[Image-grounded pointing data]

■ ■ ■ ■ ■

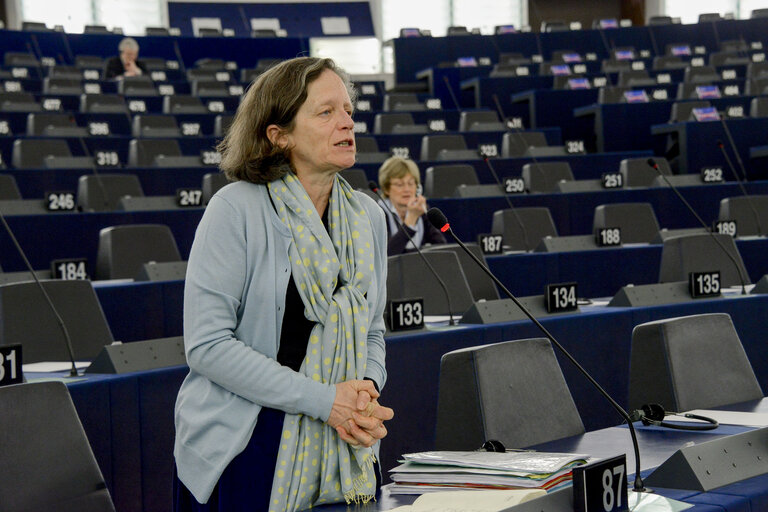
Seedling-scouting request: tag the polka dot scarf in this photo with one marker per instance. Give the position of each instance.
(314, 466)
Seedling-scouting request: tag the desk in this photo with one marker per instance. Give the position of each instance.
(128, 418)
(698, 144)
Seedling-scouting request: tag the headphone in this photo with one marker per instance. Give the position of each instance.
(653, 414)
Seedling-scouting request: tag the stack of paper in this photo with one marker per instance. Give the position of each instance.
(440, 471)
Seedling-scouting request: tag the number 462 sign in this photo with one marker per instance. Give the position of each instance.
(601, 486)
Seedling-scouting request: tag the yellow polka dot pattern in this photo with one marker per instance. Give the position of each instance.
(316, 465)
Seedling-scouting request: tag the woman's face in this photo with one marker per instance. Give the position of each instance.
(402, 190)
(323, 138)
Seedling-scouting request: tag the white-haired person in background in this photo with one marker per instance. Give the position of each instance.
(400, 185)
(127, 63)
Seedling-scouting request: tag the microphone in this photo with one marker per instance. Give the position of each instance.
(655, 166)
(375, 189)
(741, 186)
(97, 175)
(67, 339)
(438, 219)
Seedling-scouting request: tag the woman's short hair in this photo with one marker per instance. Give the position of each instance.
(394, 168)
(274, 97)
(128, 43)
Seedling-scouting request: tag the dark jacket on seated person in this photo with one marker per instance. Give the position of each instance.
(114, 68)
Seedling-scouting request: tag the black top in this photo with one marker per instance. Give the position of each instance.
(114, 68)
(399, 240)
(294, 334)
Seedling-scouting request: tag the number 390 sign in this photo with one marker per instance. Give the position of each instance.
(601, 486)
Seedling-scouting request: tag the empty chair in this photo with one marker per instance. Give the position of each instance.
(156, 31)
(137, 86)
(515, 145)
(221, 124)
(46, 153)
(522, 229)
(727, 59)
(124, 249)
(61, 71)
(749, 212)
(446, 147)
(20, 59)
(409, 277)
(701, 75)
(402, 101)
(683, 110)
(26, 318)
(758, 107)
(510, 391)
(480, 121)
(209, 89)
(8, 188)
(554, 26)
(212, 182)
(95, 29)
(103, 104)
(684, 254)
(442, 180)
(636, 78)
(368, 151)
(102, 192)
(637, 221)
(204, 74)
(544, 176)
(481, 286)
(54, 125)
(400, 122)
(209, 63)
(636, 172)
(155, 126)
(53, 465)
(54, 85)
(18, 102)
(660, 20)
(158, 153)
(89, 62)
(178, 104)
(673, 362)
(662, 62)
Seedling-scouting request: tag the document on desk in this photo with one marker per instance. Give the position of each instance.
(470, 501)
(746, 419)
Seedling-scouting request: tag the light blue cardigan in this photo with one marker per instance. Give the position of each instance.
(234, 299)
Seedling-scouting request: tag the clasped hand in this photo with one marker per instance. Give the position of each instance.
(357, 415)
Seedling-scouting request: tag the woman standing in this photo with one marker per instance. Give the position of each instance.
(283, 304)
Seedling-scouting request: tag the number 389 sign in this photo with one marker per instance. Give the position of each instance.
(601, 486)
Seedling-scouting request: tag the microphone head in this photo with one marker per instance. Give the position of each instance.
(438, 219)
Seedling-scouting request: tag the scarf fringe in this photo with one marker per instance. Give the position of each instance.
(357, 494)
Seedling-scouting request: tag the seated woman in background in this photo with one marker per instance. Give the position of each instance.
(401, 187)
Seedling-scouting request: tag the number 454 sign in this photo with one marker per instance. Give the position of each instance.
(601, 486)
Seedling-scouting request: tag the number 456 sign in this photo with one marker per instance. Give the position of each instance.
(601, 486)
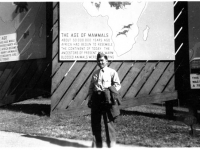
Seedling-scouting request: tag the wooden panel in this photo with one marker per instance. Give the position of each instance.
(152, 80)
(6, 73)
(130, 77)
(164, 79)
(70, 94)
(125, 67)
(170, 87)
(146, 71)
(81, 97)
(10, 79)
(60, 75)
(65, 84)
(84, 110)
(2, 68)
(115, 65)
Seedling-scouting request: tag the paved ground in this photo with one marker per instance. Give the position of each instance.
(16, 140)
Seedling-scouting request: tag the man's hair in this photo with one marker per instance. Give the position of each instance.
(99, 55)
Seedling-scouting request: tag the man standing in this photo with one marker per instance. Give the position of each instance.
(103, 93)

■ ■ ■ ■ ■

Work order: Please copy the data above character for character, skipping any pictures.

Written reply:
Seedling-scouting request: tag the polka dot scarf in this photo with one marker per instance. Give the position of each instance.
(314, 466)
Seedling-scouting request: tag the desk in this photo with one marker per instance. Give the position of each instance.
(128, 418)
(698, 144)
Seedling-scouting request: tag the headphone in this photo with one marker per instance. Give the position of each instance.
(653, 414)
Seedling-scouting request: tag the stack of paper in this photo with one marker per instance. Give the position of each instance.
(440, 471)
Seedling-scouting request: tag the number 462 sign in this photo with one marker per instance. Give the position of each instance.
(601, 486)
Seedling-scouting request: tag the yellow polka dot pattern in this photo with one marker per instance. Give the position of each instance.
(316, 465)
Seedling-scouting request: tag the woman's face in this photo with one marker per instance. Give the position of each instance.
(402, 190)
(323, 138)
Seedling-scouting request: tag the white-haired person in background in this photo with one marker per instance. Give the position of each instance.
(400, 185)
(127, 63)
Seedling-scouting request: tag the microphone in this photo with one marker per instance. Give the position of each instance.
(655, 166)
(375, 189)
(741, 186)
(97, 175)
(67, 339)
(438, 219)
Seedling-scouting request: tag the woman's short hair in this photo with one marker per instance. Give the position of each instance.
(394, 168)
(274, 97)
(128, 43)
Seedling-scouting request: tag the dark jacket on seated person in this photo with one marker per instance. Give the position of each instance.
(114, 68)
Seedling-scouting request: tag the black top in this photo with one marker per instance. Give the position of each instance.
(114, 68)
(399, 240)
(294, 334)
Seedling-scouting request: tag the number 390 sign in this photo with one marker per instance. Give the position of each instance.
(601, 486)
Seedling-scouting request: tag the empty chair in this photo with one marker per instance. Give the position of each instance.
(156, 31)
(137, 86)
(515, 145)
(221, 124)
(46, 153)
(522, 229)
(727, 59)
(124, 249)
(61, 71)
(749, 212)
(446, 147)
(20, 59)
(409, 277)
(701, 75)
(402, 101)
(683, 110)
(26, 318)
(758, 107)
(510, 391)
(480, 121)
(209, 89)
(8, 188)
(554, 26)
(212, 182)
(95, 29)
(103, 104)
(684, 254)
(442, 180)
(636, 78)
(368, 151)
(102, 192)
(637, 221)
(204, 74)
(544, 176)
(481, 286)
(54, 125)
(400, 122)
(209, 63)
(636, 172)
(155, 126)
(53, 465)
(54, 85)
(18, 102)
(660, 20)
(158, 153)
(89, 62)
(178, 104)
(673, 362)
(662, 62)
Seedling-scouting request: tag the document on desk in this photo with one marker per instance. Give the position of each instance.
(470, 501)
(746, 419)
Seedling-scouting request: tag the light blue cardigan in this photo with one marker per instance. Give the position of each instance.
(234, 299)
Seedling-scouting request: tag the clasped hand in this photo with one marker per instance. Give the position of each instance.
(357, 415)
Seedling-scouting request: tag the woman standing in this photo with one marker per instance. Give the position of each instance.
(283, 304)
Seedling-scouting request: tag the number 389 sign in this photo with one marker per instance. Give the position of each instance.
(601, 486)
Seedling-scouting request: tag the microphone head in this photo with one marker per instance. Give the position of each instance.
(438, 219)
Seedling-scouting request: tag the scarf fringe in this photo with one marker per instance. Give the position of each instance.
(357, 494)
Seedling-scouting request: tag the seated woman in background in this photo with one marker per instance. Give the position of each instance.
(401, 187)
Seedling-scouting request: tag the number 454 sign in this photo with one marker per instance. Give the position of each instance.
(601, 486)
Seedling-scouting request: tag the number 456 sign in this photo with one marker per instance. Give the position of each instance.
(601, 486)
Seedling-scouting request: tag the wooden panel in this photo with one marker per instance. Give the position of each instance.
(152, 80)
(6, 73)
(130, 77)
(164, 79)
(70, 94)
(125, 67)
(170, 87)
(146, 71)
(81, 97)
(10, 79)
(60, 75)
(65, 84)
(84, 110)
(2, 68)
(115, 65)
Seedling-scouting request: tag the paved ground in this photo with one marker per instance. Give the position of each instance.
(16, 140)
Seedling-scouting request: tag the man's hair in this photo with one marker per instance. Give the position of each instance.
(99, 55)
Seedling-scouting request: tag the man standing in this photo with one marker per instance. Give the position of each instance.
(103, 93)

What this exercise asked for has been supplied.